There is a clear trend in the geophysical industry towards the development of integrated seismic processing, in particular vertical integration from acquisition to reservoir characterization but also horizontal integration by use of well data and geological information. Whereas inversion formalisms provide a natural framework for the latter, adequate choices have to be made for ensuring the former.
Velocity models required for imaging PP and mode converted PS waves are built in a data consistent way by means of traveltime tomography. These velocity models are then used to obtain seismic data sorted by incidence angle. The following step is a stratigraphic inversion of limited angle stacks in order to quantitatively estimate P and S impedance variations at the reservoir level. The techniques involved in this global approach have been applied to data sets from the North Sea and from offshore West Africa.
Consistent PP and PS images have been obtained from tomographic inversion. P and S impedances have been estimated and interpreted in connection with the reservoir properties.
Velocity model Velocity model determination is the first step on the way from seismic field data to reservoir determination characterization. Our velocity model determination method is based on prestack traveltime tomography. This iterative inversion method searches for a model that minimizes an objective function that measures the misfit between the traveltimes computed by ray-tracing in the current model and the observed traveltimes (interpreted reflection events in the prestack data). Besides, regularization and other geological and geophysical a priori information can be introduced into the tomographic objective function.

Dataset rows:
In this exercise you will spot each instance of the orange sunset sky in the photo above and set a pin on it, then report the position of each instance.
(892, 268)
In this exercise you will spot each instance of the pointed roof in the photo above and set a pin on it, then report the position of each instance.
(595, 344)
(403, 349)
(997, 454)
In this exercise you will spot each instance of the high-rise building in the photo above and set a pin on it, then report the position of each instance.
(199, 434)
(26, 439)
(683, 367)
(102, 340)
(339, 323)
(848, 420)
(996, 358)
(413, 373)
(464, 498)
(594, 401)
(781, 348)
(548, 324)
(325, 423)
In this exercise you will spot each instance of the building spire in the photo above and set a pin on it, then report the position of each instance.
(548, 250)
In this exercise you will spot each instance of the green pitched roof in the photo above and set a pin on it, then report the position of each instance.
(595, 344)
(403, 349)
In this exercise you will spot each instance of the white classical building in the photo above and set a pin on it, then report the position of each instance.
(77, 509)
---
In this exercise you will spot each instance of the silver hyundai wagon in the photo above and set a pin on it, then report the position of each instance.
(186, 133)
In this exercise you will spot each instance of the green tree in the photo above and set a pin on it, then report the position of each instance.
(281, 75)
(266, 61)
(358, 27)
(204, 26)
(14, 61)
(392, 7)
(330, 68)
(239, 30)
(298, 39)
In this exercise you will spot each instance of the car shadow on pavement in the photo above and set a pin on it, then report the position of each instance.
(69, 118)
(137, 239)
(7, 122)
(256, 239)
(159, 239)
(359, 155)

_Written problem A_
In the seismic processing text, what method is used to build the velocity models for imaging PP and mode-converted PS waves?
_Written problem B_
Please show every line of the records that contains the word "green", treating case as significant.

_Finished answer A_
Traveltime tomography.

_Finished answer B_
In this exercise you will spot each instance of the green pitched roof in the photo above and set a pin on it, then report the position of each instance.
In this exercise you will spot each instance of the green tree in the photo above and set a pin on it, then report the position of each instance.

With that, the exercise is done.